◆ Aim
Report every line in the records below that contains the word "tree", copying each one in full.

◆ ◆ ◆ ◆ ◆

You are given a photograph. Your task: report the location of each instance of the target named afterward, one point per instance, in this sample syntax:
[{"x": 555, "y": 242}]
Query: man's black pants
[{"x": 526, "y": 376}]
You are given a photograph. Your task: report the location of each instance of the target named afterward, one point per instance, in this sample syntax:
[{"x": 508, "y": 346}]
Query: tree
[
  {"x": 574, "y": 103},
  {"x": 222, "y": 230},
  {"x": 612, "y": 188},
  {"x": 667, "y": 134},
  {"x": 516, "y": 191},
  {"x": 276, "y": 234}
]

◆ ◆ ◆ ◆ ◆

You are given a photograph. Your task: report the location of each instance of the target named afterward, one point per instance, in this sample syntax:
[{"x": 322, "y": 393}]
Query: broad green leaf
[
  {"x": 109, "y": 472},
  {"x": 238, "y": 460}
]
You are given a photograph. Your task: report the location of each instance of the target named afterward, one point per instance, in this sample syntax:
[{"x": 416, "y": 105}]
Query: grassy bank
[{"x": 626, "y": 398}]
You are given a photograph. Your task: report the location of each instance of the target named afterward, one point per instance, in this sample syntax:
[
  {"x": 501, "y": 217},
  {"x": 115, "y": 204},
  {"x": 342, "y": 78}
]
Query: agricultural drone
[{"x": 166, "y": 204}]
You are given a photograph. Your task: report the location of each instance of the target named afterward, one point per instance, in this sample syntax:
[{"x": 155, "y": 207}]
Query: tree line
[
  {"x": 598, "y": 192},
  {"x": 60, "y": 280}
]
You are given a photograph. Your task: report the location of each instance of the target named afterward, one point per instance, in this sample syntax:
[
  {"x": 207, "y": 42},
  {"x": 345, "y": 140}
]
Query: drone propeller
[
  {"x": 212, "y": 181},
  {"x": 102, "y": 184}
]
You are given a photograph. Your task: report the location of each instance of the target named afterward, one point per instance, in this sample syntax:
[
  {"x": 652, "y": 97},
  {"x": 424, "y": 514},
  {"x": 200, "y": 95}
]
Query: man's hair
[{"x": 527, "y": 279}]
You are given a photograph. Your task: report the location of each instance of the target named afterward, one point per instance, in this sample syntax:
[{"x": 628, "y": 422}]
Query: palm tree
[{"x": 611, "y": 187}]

◆ ◆ ◆ ◆ ◆

◆ Answer below
Query: tree
Query: tree line
Query: palm tree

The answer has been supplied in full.